**Exercise instructions**.
[1] In the text on North Carolina broadband access, about how many North Carolinians does Denny estimate still have broadband needs?
[2] Carry on the text about North Carolina broadband access from its final sentence.

**Document text**.

* * * * *

Mitchell said the biggest challenge communities face now is the demand for the people who have helped design past networks.
"Will we see more of the cities continue to go through the process and come out the other end and build a network? Or will they find it find that it's too difficult to find materials or engineers and they will decide to go a different route with some kind of partnership?" he questioned.
Mitchell said while not all cities could or would replicate the network Wilson built, the current law limits the potential for Greenlight to partner with counties in need.
"Many cities don't have that capacity, and it would be more difficult for them. And so they would prefer to work with a partner. And frankly, that partner might even be Wilson," Mitchell said.
Denny estimated around 1.1 million North Carolinians still have broadband needs.
"About half of those don't have service because they can't afford it. It's too expensive on a monthly basis for them to purchase internet service. About a third of them don't connect because they don't have the tools they need, whether it's a laptop or even a smartphone, or the skills to fully participate in the digital economy," Denny explained.
Denny who is heading the state's effort to close the digital divide agreed that more partners and providers are a good thing.
"I think competition is crucial, especially in rural parts of the state. Right now, about 10% of North Carolina households don't have access and to even one provider, but we know that where there are multiple providers costs go down and service goes up," Denny said.
Denny is hoping private internet providers will be attracted to rural areas with grants the state is awarding. He said his office has already awarded more than $30 million grants to help connect 16,000 households.

* * * * *

**Material supplied**.
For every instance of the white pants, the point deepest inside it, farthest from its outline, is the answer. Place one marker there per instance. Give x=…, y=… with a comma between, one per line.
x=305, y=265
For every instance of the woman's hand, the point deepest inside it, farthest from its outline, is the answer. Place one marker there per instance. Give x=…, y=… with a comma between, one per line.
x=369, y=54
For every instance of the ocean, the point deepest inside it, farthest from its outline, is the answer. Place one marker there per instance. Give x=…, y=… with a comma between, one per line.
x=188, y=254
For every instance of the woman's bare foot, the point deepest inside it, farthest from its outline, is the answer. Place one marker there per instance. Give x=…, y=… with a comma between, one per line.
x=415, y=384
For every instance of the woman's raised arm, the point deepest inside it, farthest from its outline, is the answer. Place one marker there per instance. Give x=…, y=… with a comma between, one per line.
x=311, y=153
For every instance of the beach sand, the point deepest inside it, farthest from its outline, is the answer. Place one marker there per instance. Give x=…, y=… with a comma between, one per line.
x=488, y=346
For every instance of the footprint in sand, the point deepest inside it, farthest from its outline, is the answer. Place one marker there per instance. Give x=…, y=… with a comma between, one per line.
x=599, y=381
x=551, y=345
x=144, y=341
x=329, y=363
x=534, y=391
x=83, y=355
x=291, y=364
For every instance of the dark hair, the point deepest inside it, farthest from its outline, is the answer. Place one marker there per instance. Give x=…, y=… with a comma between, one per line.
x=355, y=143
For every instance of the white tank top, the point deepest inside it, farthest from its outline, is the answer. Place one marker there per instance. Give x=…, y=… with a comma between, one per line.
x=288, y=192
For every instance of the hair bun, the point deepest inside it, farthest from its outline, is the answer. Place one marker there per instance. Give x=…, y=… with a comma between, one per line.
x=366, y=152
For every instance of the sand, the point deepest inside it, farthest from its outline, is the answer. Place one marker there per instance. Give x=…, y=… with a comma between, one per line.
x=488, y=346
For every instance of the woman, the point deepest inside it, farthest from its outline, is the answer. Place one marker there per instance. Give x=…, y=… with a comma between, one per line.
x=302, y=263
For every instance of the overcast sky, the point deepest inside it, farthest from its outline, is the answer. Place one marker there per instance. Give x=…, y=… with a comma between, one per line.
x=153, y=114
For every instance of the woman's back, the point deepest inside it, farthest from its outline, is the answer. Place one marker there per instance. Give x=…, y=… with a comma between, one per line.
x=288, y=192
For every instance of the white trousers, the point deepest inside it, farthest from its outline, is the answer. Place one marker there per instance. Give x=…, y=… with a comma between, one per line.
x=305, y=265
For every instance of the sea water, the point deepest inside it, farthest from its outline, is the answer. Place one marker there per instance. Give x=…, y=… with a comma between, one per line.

* * * * *

**Answers provided**.
[1] Around 1.1 million.

[2]
To further close this gap, Denny said the state is planning to use around $1.2 billion from the American Rescue Plan to invest in infrastructure, create affordable internet and award devices and digital literacy to households.
The state is aiming to have 98% of North Carolina households connected to high-speed internet by 2025 and 80% of households subscribed.
Aycock said while Wilson's network has worked well, he doesn't recommend it for everyone.
"In order to solve the issues in places like Raleigh, North Carolina, it's not going to be municipalities. It's not going to be Electric Co-Ops, it's not going to be private sector providers. It's going to be everybody working together in some way to bring solutions to the underserved parts of the state. So what I would say is look to what makes sense within your community," he said.
Over the last twelve years, Greenlight has expanded to serve more than 10,000 subscribers. The network also launched a Gig East Exchange last year offering a central location for start-up businesses to grow.
"Along the way, we understood that our mission is to serve the community and serve the citizens and make sure no one's left behind. Initially, our goal was never to have to be first, it was to make sure we weren't last, make sure our citizens weren't left without. But as we rolled forward, building the network, deploying, improving service, one of the things we realized is we need to do more to take the most advantage of this investment on behalf of the community," Aycock said.